» **Stored records**:

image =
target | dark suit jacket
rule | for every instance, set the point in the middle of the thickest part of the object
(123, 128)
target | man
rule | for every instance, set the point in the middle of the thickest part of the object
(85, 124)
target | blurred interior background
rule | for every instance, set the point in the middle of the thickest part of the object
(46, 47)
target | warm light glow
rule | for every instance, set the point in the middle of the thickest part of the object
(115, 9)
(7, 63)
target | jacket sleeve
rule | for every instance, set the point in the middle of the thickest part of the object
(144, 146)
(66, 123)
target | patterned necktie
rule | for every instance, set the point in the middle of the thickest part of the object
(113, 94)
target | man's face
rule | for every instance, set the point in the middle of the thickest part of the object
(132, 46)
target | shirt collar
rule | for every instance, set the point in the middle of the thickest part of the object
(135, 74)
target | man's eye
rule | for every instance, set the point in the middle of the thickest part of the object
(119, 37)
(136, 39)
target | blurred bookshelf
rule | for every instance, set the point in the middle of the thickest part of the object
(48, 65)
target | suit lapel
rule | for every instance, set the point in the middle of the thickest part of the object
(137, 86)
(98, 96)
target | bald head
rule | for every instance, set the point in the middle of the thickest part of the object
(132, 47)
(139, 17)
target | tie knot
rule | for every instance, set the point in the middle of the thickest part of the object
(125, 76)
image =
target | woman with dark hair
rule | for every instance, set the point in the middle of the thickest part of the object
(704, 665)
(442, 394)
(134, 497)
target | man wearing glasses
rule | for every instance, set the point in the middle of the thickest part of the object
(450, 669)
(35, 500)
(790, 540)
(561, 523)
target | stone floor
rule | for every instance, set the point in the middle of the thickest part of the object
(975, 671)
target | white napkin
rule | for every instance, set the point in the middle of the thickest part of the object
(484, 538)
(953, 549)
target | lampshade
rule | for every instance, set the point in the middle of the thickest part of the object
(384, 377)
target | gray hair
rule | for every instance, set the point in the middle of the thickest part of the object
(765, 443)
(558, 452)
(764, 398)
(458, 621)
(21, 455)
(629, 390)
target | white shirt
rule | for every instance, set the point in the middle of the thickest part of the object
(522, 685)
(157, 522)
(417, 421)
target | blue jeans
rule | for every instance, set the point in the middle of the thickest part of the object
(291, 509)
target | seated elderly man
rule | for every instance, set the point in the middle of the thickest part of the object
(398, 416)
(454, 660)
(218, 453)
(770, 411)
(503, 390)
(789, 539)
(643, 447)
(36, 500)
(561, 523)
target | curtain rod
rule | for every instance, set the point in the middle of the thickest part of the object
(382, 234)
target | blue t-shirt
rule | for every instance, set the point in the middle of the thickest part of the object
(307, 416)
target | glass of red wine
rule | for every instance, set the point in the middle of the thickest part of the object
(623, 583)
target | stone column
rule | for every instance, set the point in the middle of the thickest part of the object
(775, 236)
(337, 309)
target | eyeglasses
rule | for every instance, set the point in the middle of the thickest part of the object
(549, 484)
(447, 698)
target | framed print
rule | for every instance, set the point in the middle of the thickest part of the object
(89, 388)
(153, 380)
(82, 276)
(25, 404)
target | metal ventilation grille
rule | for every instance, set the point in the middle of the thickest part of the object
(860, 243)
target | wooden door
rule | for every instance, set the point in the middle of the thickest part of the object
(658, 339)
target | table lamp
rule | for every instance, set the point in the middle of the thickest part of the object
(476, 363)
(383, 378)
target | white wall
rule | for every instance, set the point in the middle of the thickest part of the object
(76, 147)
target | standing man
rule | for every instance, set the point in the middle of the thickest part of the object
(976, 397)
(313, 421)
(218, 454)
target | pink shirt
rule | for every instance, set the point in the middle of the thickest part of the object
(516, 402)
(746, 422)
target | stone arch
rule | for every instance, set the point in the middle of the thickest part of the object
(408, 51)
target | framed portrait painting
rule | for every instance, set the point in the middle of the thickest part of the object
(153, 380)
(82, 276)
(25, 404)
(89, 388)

» **REQUIRED WORK**:
Check each line of the records above for the string "blurred", and report every line that has it.

» **EXERCISE RESULT**:
target | blurred interior background
target | blurred bookshelf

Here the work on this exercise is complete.